● **Supplied passage**:
GithubHelp home page GithubHelp logo

Comments (10)

HowardHinnant avatar HowardHinnant commented on May 25, 2024

Unfortunately the API of date is pretty much set in stone as it has now been standardized in C++20.

That being said, there are ways to optimize the performance within the current API. Let's start with this crude benchmark for time_zone::to_sys:

#include "date/tz.h"
#include <chrono>
#include <iostream>

using D = std::chrono::system_clock::duration;
auto tz = date::current_zone();

extern date::sys_time<D> tp;

date::sys_time<D>
convert(date::local_time<D> tp_loc)
{
    return tz->to_sys(tp_loc);
}

int
main()
{
    using namespace std::chrono;
    auto tp_start = system_clock::now();
    auto tp_end = tp_start + 1s;
    auto tp_loc = tz->to_local(tp_start);
    std::uint64_t count = 0;
    while (system_clock::now() < tp_end)
    {
        tp = convert(tp_loc);
        tp_loc += 1s;
        ++count;
    }
    auto rate = count / ((tp_end - tp_start) / 1.s);
    std::cout << rate << " conversions / sec\n";
}

date::sys_time<D> tp;

For me, compiled with clang -O3, this yields about 707,000 conversions/sec. This is significantly slower than what you report, but is a good reference point anyway.

If you can make the assumption that every local time has a unique mapping to UTC (i.e. exists and is not ambiguous), then a fairly simple change can be made to convert which will dramatically improve the performance:

date::sys_time<D>
convert(date::local_time<D> tp_loc)
{
    thread_local date::local_info info = tz->get_info(tp_loc);
    date::sys_time<D> tp{tp_loc.time_since_epoch() - info.first.offset};
    if (tp < info.first.begin || tp >= info.first.end)
    {
        info = tz->get_info(tp_loc);
        tp = date::sys_time<D>{tp_loc.time_since_epoch() - info.first.offset};
    }
    return tp;
}

This stores a thread_local local_info initialized by the first local time sent to this function. info.first contains two fields begin and end which are the UTC time points over which this information is known to be accurate. And the information includes the UTC offset. So the conversion is made with the offset, and if the result is not in the range [begin, end), then the local_info is updated, and the conversion is repeated.

For me this increases the performance to about 74.5 million conversions/sec (a speed up of about 100X).

There are a couple of caveats:

  1. If successive calls to convert are not "temporally close" on average, then the performance degrades and will ultimately become worse than the un-optimized convert. This optimization hinges on the guess that the next call to convert will be able to use the same local_info as the last call.
  2. If the local time does not have a unique mapping to UTC (because of a UTC offset change happening in the time zone), then this optimization will silently get the wrong answer. The un-optimized convert would have thrown an exception in this situation. If desired, more complicated logic can be added to protect against this. But more complicated logic will also be slower.

● **Listed records**:
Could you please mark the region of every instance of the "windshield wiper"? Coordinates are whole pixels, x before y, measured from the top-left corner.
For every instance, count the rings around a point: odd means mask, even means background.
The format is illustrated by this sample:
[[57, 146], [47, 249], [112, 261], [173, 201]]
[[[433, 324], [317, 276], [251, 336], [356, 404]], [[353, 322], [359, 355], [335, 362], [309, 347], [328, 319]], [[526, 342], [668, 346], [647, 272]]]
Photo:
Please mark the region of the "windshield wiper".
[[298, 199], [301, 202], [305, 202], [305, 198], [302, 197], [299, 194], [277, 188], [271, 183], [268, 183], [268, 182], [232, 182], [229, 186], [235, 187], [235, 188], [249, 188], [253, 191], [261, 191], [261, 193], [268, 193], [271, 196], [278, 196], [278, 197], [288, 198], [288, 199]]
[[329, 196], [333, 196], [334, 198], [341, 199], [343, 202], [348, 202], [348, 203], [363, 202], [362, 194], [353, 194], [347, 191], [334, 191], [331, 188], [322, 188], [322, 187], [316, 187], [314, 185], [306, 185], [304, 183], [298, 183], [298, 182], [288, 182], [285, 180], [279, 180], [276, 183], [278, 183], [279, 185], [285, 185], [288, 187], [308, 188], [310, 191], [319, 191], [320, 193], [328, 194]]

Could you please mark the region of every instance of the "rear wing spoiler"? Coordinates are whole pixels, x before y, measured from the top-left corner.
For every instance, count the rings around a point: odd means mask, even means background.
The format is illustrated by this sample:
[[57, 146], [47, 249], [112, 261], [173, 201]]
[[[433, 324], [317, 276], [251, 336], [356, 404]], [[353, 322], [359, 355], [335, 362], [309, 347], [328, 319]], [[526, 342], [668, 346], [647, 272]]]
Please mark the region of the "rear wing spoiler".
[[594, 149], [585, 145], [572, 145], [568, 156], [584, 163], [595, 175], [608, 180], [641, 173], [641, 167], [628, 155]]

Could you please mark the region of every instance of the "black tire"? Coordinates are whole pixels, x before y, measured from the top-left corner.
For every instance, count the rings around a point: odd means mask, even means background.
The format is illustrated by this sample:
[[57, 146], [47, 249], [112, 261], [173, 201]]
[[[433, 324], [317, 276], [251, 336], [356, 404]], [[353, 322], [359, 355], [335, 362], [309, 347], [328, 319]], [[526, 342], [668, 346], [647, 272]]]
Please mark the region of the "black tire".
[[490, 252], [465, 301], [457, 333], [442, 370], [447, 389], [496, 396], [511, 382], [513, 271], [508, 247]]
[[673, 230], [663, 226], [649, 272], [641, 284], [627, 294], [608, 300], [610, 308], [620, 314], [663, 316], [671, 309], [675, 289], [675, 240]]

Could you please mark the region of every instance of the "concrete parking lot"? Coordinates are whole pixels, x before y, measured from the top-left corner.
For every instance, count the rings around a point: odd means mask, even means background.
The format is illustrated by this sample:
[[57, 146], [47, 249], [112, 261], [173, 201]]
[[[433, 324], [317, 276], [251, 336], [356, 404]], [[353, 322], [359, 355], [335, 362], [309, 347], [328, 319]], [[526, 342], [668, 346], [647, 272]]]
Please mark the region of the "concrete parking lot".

● **Problems to solve**:
- a) Answer these questions from the forum comment on time_zone::to_sys performance:
(i) About how many conversions per second did the crude benchmark yield when compiled with clang -O3?
(ii) Which two fields does info.first contain?
(iii) What would the un-optimized convert have done when a local time has no unique mapping to UTC?
- b) Extend the forum comment on time_zone::to_sys performance, picking up right after its final sentence.

● **Task results**:
- a)
(i) About 707,000 conversions per second.
(ii) begin and end.
(iii) It would have thrown an exception.

- b)
This optimization, if it is acceptable in your application, has the potential to be even faster than the string_view optimization you propose (100X vs 60X).

from date.

zeodtr avatar zeodtr commented on May 25, 2024

@HowardHinnant Thank you for your detailed response.
I apologize for not being specific about my test. it used 40 threads. So, it could be way faster.
Regarding optimization, since my system is a general-purpose OLAP DBMS, it can't make any assumptions.
Here's another idea: given that to_sys() doesn't necessarily require calling get_info() or load_sys_info(), one could introduce another set of internal functions, perhaps 'casually' named get_info_casual() and load_sys_info_casual(), which does not copy abbrev into sys_info.
In my opinion, abbrev is seldom useful beyond display purposes, and considering its high retrieval cost, it would be beneficial if 'casual' versions were available in the standard library.
Thank you.

from date.

HowardHinnant avatar HowardHinnant commented on May 25, 2024

There's something else going on here that I'm not completely understanding. abbrev is typically a 3 or 4 character string. And every implementation of string I'm aware of has a short-string buffer much larger than that. And this would make copying abbrev very fast. There should be no allocation/deallocation. Just a memcpy of 4 to 5 char.

Would you mind telling me what compiler/version you're using? That might be important.

from date.

zeodtr avatar zeodtr commented on May 25, 2024

The compiler version info is as follows:

g++ (GCC) 11.2.1 20220127 (Red Hat 11.2.1-9)
Copyright (C) 2021 Free Software Foundation, Inc.
This is free software; see the source for copying conditions.  There is NO
warranty; not even for MERCHANTABILITY or FITNESS FOR A PARTICULAR PURPOSE.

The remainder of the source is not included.